QUESTÕES:
1. Transcreva do texto sobre câncer de mama o trecho que começa com as palavras "Mesmo que os" e termina com "mais de uma.".
2. Responda, com base no texto sobre câncer de mama:
(a) No exemplo de inelegibilidade para o exame clínico, quantas sessões de quimioterapia a mulher teve?
(b) Quanto custa por ano o remédio aprovado para um câncer diferente?
(c) Segundo Norman Sharpless, que proporção das mulheres com câncer de mama avançado talvez possa se beneficiar dos medicamentos existentes hoje?

TRECHO DO TEXTO:

□ □ □ □ □ □ □

Não existe nenhuma razão óbvia por que o câncer de mama em particular deveria ser tão resistente a novas terapias. Mas a situação é um dos exemplos mais claros da frustrante realidade da medicina de precisão hoje. Enquanto os laboratórios podem testar centenas de genes que foram relacionados ao câncer e apesar de os exames encontrarem possíveis culpados, muito frequentemente não há nada que possa ser feito.

“Como conceito, é lindo. Na prática, enfrentamos muitos obstáculos. A maioria dos cânceres de mama tem não uma, mas quatro, seis, dez, algumas vezes 15 ou 20 mutações. Então qual é a mutação principal e quais não são? É uma situação difícil”, diz Hortobagyi.

Mesmo que os investigadores tenham uma boa ideia de qual mutação perseguir, pode não haver um medicamento para bloqueá-la. Ou talvez haja um remédio sendo testado em um exame clínico, mas a mulher não é elegível porque, por exemplo, teve duas sessões de quimioterapia e as regras dizem que ela não poderia ter tido mais de uma.

Ou existe um remédio que foi aprovado para um câncer diferente, mas custa mais de US$ 100 mil por ano e o seguro saúde não paga. Algumas vezes, um medicamento que funciona contra uma mutação em um tipo de câncer também serve para essa mesma mutação em outro, mas algumas vezes não.

O doutor Norman Sharpless, diretor do Centro de Câncer Geral Lineberger da Carolina do Norte, estima que talvez uma em cada mil mulheres com câncer de mama avançado poderá se beneficiar usando os medicamentos aprovados e experimentais que existem hoje. “Poucas conseguem benefícios incríveis, mas quando as pacientes chegam esperando uma cura, a maioria fica desapontada”, conta ele.

Elizabeth E. Campbell, no entanto, tem confiança de que um dia os exames genéticos para cânceres de mama vão dar frutos. Hoje, diz ela, os oncologistas ficam em uma situação difícil. Eles não sabem nem se deveriam sugerir os exames genéticos. “Estamos tentando encontrar caminhos de esperança que não sejam só propaganda”, afirma ela.

□ □ □ □ □ □ □

CONTEÚDO DOS DADOS:
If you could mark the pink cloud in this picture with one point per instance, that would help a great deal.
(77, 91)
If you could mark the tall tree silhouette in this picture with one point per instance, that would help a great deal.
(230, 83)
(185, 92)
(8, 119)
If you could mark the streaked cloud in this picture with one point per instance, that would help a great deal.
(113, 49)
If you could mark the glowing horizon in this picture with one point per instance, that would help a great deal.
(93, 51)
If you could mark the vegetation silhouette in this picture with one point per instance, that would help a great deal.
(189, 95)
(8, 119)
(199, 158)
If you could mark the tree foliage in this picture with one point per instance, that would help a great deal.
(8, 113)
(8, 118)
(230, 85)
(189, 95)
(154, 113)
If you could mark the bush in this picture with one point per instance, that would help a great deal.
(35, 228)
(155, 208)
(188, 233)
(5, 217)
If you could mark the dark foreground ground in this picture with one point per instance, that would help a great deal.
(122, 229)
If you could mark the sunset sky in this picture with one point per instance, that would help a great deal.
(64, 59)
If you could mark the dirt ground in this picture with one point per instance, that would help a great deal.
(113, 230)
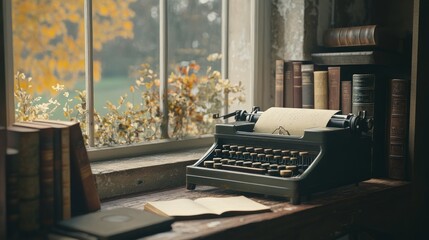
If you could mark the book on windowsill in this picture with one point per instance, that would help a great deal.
(83, 189)
(205, 207)
(111, 224)
(398, 129)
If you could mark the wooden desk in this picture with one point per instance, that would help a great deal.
(375, 209)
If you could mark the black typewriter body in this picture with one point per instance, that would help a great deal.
(335, 157)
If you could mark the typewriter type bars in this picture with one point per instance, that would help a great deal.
(279, 165)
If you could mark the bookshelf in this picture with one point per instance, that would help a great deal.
(419, 114)
(412, 15)
(2, 132)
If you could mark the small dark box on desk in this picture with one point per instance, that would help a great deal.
(286, 152)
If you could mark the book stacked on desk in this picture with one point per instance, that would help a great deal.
(49, 176)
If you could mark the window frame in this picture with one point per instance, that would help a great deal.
(260, 66)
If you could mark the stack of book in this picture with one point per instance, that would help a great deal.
(48, 176)
(358, 45)
(299, 85)
(357, 69)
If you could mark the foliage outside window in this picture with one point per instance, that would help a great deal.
(136, 116)
(48, 44)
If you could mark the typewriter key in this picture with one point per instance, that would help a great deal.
(246, 156)
(270, 158)
(265, 165)
(268, 151)
(294, 153)
(286, 173)
(285, 152)
(247, 164)
(259, 150)
(218, 152)
(239, 154)
(292, 168)
(225, 153)
(249, 149)
(274, 166)
(256, 164)
(253, 157)
(208, 164)
(277, 151)
(286, 160)
(273, 172)
(217, 165)
(293, 161)
(278, 159)
(261, 157)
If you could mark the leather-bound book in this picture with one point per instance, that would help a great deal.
(84, 195)
(367, 35)
(12, 194)
(398, 129)
(289, 85)
(46, 139)
(297, 84)
(26, 141)
(321, 89)
(280, 84)
(62, 170)
(363, 94)
(307, 71)
(346, 97)
(334, 74)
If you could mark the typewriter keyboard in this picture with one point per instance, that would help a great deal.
(258, 160)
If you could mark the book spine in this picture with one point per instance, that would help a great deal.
(363, 94)
(84, 195)
(307, 71)
(65, 173)
(12, 194)
(351, 36)
(398, 129)
(297, 85)
(321, 89)
(27, 145)
(346, 97)
(46, 178)
(334, 74)
(289, 85)
(3, 180)
(280, 84)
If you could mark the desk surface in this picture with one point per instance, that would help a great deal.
(376, 208)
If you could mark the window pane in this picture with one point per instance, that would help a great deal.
(121, 57)
(48, 51)
(194, 45)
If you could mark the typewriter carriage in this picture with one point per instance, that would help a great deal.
(341, 156)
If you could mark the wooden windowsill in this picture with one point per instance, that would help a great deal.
(377, 208)
(150, 172)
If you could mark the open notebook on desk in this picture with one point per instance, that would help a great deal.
(205, 207)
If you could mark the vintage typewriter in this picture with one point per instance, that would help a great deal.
(280, 164)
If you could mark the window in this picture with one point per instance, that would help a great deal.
(49, 45)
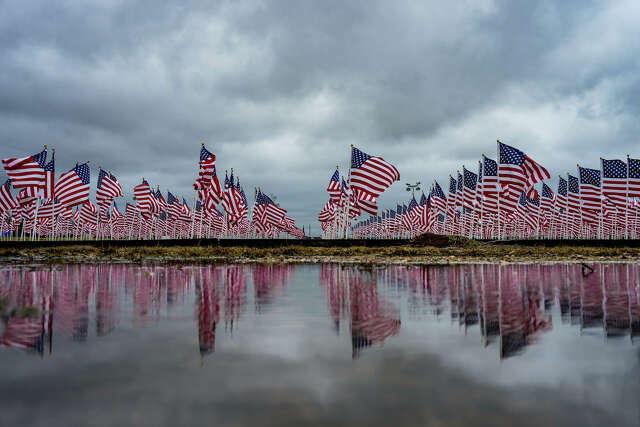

□ □ □ □ □ □ □

RESPOSTAS:
1.
Mesmo que os investigadores tenham uma boa ideia de qual mutação perseguir, pode não haver um medicamento para bloqueá-la. Ou talvez haja um remédio sendo testado em um exame clínico, mas a mulher não é elegível porque, por exemplo, teve duas sessões de quimioterapia e as regras dizem que ela não poderia ter tido mais de uma.

2.
(a) Duas sessões.
(b) Mais de US$ 100 mil por ano.
(c) Talvez uma em cada mil.